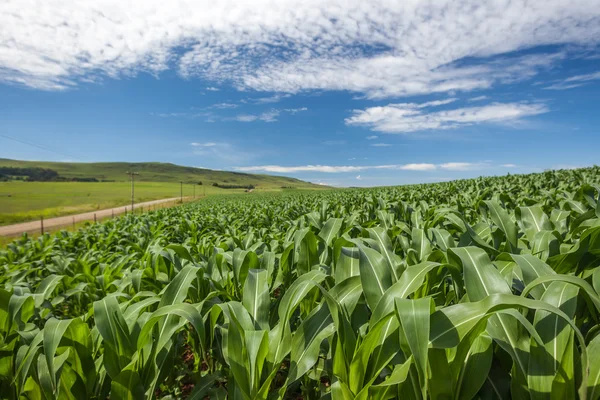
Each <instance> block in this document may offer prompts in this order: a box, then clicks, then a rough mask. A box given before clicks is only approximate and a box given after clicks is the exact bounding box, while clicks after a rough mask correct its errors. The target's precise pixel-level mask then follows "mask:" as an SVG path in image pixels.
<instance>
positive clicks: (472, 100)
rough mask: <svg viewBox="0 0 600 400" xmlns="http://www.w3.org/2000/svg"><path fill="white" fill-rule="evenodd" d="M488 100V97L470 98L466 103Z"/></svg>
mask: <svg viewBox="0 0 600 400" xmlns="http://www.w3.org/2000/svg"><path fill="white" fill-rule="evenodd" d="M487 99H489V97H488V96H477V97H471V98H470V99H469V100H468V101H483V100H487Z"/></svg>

####################

» **ACTIVITÉ**
Réécrivez toute la liste en remplaçant « rough mask » par « coarse mask », sans rien modifier d'autre. Omettez les images dans votre réponse.

» **RÉPONSE**
Each <instance> block in this document may offer prompts in this order: a box, then clicks, then a coarse mask. A box given before clicks is only approximate and a box given after clicks is the exact bounding box, while clicks after a coarse mask correct its errors. The target's precise pixel-level mask then follows "mask:" as an SVG path in image pixels.
<instance>
positive clicks: (472, 100)
coarse mask: <svg viewBox="0 0 600 400" xmlns="http://www.w3.org/2000/svg"><path fill="white" fill-rule="evenodd" d="M488 100V97L470 98L466 103Z"/></svg>
mask: <svg viewBox="0 0 600 400" xmlns="http://www.w3.org/2000/svg"><path fill="white" fill-rule="evenodd" d="M487 99H489V97H488V96H477V97H471V98H470V99H469V100H468V101H483V100H487Z"/></svg>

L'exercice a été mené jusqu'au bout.